Recorded information section start

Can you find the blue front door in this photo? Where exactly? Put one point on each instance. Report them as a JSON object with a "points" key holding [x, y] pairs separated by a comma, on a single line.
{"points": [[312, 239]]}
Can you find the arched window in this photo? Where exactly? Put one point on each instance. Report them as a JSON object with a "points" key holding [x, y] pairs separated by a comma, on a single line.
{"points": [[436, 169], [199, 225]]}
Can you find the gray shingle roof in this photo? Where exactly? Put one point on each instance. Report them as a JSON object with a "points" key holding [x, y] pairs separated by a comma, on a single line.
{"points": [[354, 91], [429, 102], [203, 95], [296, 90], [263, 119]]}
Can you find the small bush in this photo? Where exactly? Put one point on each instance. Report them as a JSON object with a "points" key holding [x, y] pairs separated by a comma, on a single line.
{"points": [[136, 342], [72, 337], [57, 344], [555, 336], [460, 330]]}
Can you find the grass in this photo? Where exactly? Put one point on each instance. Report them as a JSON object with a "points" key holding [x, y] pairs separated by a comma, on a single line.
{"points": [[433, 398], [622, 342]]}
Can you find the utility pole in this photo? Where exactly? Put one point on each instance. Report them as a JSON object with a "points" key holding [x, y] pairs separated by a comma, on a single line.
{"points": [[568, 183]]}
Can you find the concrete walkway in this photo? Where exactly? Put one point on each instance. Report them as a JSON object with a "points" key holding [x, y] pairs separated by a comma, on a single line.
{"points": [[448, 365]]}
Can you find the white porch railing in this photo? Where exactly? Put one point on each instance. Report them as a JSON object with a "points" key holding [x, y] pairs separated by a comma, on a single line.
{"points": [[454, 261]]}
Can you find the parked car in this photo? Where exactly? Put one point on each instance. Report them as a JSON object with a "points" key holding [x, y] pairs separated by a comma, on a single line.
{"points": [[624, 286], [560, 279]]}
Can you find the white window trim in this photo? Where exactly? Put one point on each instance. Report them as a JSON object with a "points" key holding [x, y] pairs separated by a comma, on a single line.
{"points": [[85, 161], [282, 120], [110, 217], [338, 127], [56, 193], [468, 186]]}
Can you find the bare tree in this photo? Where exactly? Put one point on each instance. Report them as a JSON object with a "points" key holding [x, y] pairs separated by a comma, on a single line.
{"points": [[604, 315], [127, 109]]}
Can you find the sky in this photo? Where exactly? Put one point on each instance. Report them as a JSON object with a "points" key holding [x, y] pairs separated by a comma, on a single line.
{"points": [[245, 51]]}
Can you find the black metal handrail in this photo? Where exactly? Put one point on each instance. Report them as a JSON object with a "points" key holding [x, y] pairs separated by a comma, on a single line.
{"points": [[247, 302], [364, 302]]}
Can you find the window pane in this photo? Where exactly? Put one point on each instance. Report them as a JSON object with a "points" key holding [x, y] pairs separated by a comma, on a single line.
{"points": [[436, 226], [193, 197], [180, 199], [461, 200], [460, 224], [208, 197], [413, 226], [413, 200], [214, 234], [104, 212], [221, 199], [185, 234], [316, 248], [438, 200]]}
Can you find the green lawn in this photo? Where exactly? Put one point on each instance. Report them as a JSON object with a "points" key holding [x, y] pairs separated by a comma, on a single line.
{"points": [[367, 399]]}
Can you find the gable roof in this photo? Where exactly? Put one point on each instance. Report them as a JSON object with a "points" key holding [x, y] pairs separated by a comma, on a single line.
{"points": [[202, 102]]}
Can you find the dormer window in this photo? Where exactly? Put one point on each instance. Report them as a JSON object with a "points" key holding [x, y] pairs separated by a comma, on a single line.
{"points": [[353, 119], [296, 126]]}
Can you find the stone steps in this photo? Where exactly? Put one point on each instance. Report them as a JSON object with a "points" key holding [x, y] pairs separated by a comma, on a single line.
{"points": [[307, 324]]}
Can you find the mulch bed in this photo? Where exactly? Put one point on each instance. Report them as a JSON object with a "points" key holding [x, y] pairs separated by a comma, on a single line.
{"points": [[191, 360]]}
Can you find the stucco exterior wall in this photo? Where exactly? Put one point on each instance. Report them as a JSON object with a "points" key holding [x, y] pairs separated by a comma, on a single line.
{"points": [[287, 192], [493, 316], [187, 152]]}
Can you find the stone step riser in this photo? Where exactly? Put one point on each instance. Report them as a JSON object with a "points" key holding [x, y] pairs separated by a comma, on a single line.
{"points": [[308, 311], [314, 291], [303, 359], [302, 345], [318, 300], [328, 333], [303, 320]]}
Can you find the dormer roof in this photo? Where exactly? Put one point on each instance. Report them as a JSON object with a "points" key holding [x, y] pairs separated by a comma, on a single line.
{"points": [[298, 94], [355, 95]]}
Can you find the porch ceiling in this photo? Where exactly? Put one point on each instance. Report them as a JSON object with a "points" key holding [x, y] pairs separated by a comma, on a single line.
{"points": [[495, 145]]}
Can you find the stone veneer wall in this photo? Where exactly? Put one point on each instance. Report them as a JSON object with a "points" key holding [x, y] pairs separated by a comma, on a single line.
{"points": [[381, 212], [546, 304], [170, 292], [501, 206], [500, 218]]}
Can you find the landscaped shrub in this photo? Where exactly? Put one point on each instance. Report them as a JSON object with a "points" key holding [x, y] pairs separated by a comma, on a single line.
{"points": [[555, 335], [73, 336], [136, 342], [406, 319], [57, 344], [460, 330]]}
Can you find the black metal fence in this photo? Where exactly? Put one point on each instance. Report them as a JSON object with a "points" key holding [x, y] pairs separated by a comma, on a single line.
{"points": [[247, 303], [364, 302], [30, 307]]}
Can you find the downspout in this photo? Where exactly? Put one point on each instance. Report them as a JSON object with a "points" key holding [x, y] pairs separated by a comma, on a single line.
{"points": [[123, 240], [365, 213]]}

Recorded information section end

-- Instructions for the task --
All lines above are to be transcribed exactly.

-- Solved problem --
Can you find the blue front door in this photo? Where exactly? Put one point on each instance. Report them as a JSON object with a "points" key holding [x, y] pairs separated by a comma, on a single line.
{"points": [[312, 239]]}
Can you find the arched window in this photo? Where exactly? Put one point on each instance. Report them as a JSON object with a "points" key holding [x, y] pairs separated by a comma, on a single line.
{"points": [[436, 169], [199, 225]]}
Can you find the gray shingle roof in this photo? Where exactly? Put one point on each instance. Report them as a JSON object with a "points" key holding [x, y] pairs separated by a comma, on a single line.
{"points": [[354, 91], [429, 102], [203, 95], [296, 90], [263, 119]]}
Can you find the small bush in this photo? Where exactly? Put one point on each instance. Report them as a JSON object with a "points" key holding [x, y] pairs separated by a comma, on a single line.
{"points": [[136, 342], [72, 337], [57, 344], [555, 336], [460, 330]]}
Can you find the grass in this photo? Where exactly? Put one point on each instance. Report them as a JSON object with a "points" key holding [x, y] pairs separated by a comma, on a single line.
{"points": [[433, 398], [622, 342]]}
Can you find the utility pole in this photo? Where exactly? Put one point on each instance. Report them as a JSON object with a "points" key holding [x, y] pairs separated by a comma, on a single line.
{"points": [[568, 183]]}
Can you find the concrete walkway in this photo? Where exactly? Put one point on each instance. Report them as a JSON object with a "points" key holding [x, y] pairs separated by a comma, on a single line.
{"points": [[448, 365]]}
Can you find the white porch railing in this photo? Where exactly? Put one point on each instance. Report them as a JSON object with a "points" key holding [x, y] pairs separated by a comma, on a single line.
{"points": [[454, 261]]}
Can you find the parked car in this photo? Where exactly? Put one point on each instance. Report them as a JSON object with a "points" key holding [x, y] pairs separated by a comma, on a single line.
{"points": [[624, 286], [560, 279]]}
Can you find the white window trim in this photo? Where exactly? Put one point on each instance. Report them as a JSON object with a "points" key holding [x, y] pairs separated by a comma, on a single line.
{"points": [[85, 161], [282, 120], [110, 217], [338, 127], [56, 193], [468, 186]]}
Can you find the bare tree in this photo? Where exactly? Put one point on each instance. Report them as a JSON object with a "points" key holding [x, y] pairs separated by a comma, on a single line.
{"points": [[604, 315], [127, 109]]}
Can you find the sky in this photo? Where exactly? Put one point on each instance. Report them as a JSON object with a "points" key holding [x, y] pairs separated by a comma, on a single line.
{"points": [[245, 51]]}
Can you find the black metal handrail in this photo? Where exactly? Put one point on each instance. Report them as a JSON object with a "points" key holding [x, y] pairs separated by a comma, on a single line.
{"points": [[247, 302], [364, 302]]}
Can you find the window pane in this photo? Where exactly? Put one point on each instance. Report them as a JSON object with a "points" key holding [x, y] pairs separated by a comma, on a single line.
{"points": [[436, 226], [193, 197], [180, 199], [461, 200], [460, 224], [208, 197], [413, 226], [413, 200], [214, 234], [104, 212], [221, 199], [185, 234], [316, 248], [438, 200]]}
Can you find the green lawn in this photo? Where exactly? Put one point on each instance. Report them as a JSON object with a "points" key holding [x, y] pairs separated by a comma, on a single line.
{"points": [[367, 399]]}
Can you find the gable roof in this photo? Where exactly? Put one point on each instance. Report them as a JSON object with a "points" key holding [x, y] pairs separated by a comma, on a single line.
{"points": [[202, 102]]}
Can you find the dormer window in this photo? Where exactly? Put one point on each instance. Report them as a JSON object with a "points" key holding [x, y] pairs separated by a comma, on a single line.
{"points": [[353, 119], [296, 126]]}
Can you find the stone steps in this photo? Where exactly? Put one point on each instance. Report them as a JSON object with a "points" key holding [x, y] pairs separated by a comma, on a single line.
{"points": [[307, 324]]}
Can you find the mulch bed in this photo? Where exactly? Put one point on each instance. Report them as a JSON object with a "points" key holding [x, y] pairs separated by a comma, on a single line.
{"points": [[191, 360]]}
Can you find the stucco exterior wall in this photo? Where exactly? Put one point on each instance. Report them as a JSON object with a "points" key holding [x, y] pairs separated by a comma, on a single line.
{"points": [[287, 192], [493, 316], [187, 152]]}
Can you find the stone step riser in this photo? Where exactly? Put one point on each instance. Report them as a JSON object with a "points" key holding [x, y] pairs separated by a comma, on a single line.
{"points": [[308, 311], [314, 291], [303, 359], [302, 345], [318, 300], [328, 333], [303, 320]]}
Can you find the dormer roof in this photo? Where exactly? Put one point on each instance. Report them as a JSON object with a "points" key holding [x, y] pairs separated by a comma, on a single line.
{"points": [[298, 94], [355, 95]]}
Can you find the porch ceiling in this photo? Where exactly? Put one point on each instance. Report them as a JSON object with a "points" key holding [x, y] pairs separated by a comma, on a single line.
{"points": [[495, 145]]}
Can you find the stone veneer wall in this photo? Where exactly? Put one point on each instance. Report them as a JSON object with a "points" key holding [x, y] pairs separated by a comma, on a single line.
{"points": [[381, 212], [546, 304], [170, 292], [501, 206], [500, 218]]}
Can you find the landscaped shrub in this photo? Where exactly? Put one point on each instance. Report them as a JSON object with a "points" key holding [x, y] pairs separated by a comma, on a single line.
{"points": [[555, 335], [73, 336], [136, 342], [406, 319], [57, 344], [460, 330]]}
Can you find the black metal fence in this photo? Where exactly? Put one point on each instance. Report them as a JSON object with a "points" key holding [x, y] pairs separated by a comma, on a single line.
{"points": [[247, 303], [364, 302], [30, 307]]}
Can you find the downspout in this photo? Where exactly? Put one point on each instance. Report them as a JSON object with a "points" key holding [x, y] pairs separated by a comma, on a single line.
{"points": [[123, 240], [365, 213]]}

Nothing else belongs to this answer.